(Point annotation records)
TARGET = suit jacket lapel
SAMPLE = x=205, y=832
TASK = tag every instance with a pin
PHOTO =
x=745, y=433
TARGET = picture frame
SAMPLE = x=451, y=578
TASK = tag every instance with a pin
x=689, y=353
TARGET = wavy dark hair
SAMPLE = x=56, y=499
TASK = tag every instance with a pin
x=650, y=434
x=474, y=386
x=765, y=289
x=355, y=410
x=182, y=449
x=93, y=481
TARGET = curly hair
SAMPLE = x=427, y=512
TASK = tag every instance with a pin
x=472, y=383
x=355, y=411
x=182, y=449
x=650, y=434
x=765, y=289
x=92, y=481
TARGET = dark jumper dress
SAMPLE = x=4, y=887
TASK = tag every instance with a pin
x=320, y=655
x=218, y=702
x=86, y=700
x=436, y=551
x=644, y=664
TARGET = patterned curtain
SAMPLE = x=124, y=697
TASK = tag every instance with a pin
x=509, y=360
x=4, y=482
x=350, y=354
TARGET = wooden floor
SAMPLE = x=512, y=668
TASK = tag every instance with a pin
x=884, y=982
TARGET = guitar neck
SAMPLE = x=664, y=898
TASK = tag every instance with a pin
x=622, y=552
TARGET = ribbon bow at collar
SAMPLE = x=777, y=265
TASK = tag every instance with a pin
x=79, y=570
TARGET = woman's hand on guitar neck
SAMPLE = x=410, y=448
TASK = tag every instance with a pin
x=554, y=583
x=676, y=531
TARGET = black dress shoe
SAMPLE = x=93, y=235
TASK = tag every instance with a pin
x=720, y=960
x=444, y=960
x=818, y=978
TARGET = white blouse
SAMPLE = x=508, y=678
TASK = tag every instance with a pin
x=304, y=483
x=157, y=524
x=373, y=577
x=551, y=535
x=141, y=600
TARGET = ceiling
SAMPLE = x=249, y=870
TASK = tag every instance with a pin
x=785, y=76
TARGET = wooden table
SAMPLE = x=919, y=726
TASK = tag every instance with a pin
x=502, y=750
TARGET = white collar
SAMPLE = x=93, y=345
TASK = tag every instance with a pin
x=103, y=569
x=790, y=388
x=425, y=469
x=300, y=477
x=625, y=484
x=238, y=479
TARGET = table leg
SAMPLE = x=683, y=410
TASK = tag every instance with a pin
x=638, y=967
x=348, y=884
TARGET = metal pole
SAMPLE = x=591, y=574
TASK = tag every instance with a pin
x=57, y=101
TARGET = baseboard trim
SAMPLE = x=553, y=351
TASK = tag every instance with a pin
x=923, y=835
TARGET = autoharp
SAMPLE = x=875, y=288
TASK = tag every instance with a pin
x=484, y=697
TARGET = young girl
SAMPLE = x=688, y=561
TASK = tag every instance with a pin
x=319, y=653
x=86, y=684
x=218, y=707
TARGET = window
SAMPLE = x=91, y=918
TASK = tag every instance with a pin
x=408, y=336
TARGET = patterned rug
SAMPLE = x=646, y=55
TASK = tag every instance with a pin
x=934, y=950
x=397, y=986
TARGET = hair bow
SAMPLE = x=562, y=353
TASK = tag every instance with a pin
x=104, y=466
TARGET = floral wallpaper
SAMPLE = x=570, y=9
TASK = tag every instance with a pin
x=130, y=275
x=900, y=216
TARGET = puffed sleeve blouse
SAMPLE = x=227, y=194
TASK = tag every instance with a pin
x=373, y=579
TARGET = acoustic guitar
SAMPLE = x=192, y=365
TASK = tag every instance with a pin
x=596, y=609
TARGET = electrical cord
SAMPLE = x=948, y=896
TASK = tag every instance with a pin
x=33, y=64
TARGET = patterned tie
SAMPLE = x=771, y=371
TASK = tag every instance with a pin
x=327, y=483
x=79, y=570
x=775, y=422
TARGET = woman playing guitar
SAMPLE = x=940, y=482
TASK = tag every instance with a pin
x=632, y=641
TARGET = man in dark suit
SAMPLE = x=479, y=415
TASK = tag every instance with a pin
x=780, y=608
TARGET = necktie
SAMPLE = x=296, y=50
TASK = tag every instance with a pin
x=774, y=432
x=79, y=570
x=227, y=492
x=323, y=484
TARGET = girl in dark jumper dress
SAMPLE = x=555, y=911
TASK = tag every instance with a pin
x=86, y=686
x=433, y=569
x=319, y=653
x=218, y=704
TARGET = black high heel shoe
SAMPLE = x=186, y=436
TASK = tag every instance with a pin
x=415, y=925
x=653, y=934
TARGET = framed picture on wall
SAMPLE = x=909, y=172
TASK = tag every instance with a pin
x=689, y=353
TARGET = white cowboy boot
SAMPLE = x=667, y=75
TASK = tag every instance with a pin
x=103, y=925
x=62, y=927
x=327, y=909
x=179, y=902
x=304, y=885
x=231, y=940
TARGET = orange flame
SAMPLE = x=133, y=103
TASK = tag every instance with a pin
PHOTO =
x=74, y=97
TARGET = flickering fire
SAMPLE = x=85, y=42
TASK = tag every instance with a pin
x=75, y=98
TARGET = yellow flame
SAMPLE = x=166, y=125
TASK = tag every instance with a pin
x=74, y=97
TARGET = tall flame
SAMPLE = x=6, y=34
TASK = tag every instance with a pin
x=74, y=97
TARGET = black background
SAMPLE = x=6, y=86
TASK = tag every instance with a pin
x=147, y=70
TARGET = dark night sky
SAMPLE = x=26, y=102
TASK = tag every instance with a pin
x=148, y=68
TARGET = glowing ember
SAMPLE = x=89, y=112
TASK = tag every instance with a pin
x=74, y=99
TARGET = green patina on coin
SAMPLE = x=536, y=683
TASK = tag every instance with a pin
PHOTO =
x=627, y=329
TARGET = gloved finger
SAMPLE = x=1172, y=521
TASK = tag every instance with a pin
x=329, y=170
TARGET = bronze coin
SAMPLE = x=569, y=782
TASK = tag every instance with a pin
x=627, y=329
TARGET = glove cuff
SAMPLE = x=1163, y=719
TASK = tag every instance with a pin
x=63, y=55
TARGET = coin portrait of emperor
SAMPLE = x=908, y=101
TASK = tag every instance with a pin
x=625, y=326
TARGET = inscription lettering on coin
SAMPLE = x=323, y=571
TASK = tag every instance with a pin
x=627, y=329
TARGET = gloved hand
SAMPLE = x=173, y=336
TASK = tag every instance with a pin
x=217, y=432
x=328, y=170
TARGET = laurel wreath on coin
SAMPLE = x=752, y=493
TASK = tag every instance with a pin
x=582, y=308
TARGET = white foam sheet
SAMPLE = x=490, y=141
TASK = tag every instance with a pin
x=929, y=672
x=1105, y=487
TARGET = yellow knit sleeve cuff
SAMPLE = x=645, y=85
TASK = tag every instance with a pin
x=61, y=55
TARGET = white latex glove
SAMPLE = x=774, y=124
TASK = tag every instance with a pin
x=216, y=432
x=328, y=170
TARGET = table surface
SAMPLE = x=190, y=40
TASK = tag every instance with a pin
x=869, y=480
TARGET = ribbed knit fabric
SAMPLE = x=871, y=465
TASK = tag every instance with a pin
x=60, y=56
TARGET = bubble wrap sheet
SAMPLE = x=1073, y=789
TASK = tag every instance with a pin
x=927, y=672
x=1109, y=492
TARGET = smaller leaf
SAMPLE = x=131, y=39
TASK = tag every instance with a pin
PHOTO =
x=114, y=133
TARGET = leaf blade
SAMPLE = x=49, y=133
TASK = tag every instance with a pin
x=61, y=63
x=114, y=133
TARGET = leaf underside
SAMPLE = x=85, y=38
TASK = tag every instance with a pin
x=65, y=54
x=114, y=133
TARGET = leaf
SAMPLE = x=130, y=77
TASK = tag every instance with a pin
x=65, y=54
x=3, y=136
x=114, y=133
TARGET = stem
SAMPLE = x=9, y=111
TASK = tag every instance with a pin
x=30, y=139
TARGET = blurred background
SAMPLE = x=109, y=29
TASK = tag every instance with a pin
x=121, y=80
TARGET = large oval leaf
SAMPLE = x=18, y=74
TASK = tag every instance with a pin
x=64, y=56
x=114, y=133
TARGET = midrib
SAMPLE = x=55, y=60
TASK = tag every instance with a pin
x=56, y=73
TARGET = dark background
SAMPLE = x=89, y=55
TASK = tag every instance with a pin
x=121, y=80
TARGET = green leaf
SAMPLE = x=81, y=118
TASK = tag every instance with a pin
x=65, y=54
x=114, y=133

Exercise description: Quote every line from the line containing "TARGET = leaf underside" through the closing line of the listing, including both.

Answer in full:
TARGET = leaf underside
SAMPLE = x=85, y=38
TASK = tag every instance with a pin
x=65, y=54
x=114, y=133
TARGET = leaf
SAMPLE = x=130, y=77
TASK = tag every instance with a pin
x=65, y=54
x=3, y=136
x=114, y=133
TARGET = stem
SAMPLE = x=9, y=111
TASK = tag every instance with a pin
x=30, y=139
TARGET = blurred background
SAMPLE = x=109, y=29
TASK = tag every instance with a pin
x=121, y=80
TARGET = large oval leaf
SAMPLE = x=18, y=74
TASK = tag every instance with a pin
x=64, y=56
x=114, y=133
TARGET = midrib
SAMPLE = x=55, y=60
TASK = tag every instance with a pin
x=56, y=73
TARGET = dark background
SAMPLE = x=89, y=55
TASK = tag every instance with a pin
x=121, y=80
TARGET = green leaf
SAMPLE = x=81, y=118
TASK = tag every instance with a pin
x=65, y=54
x=114, y=133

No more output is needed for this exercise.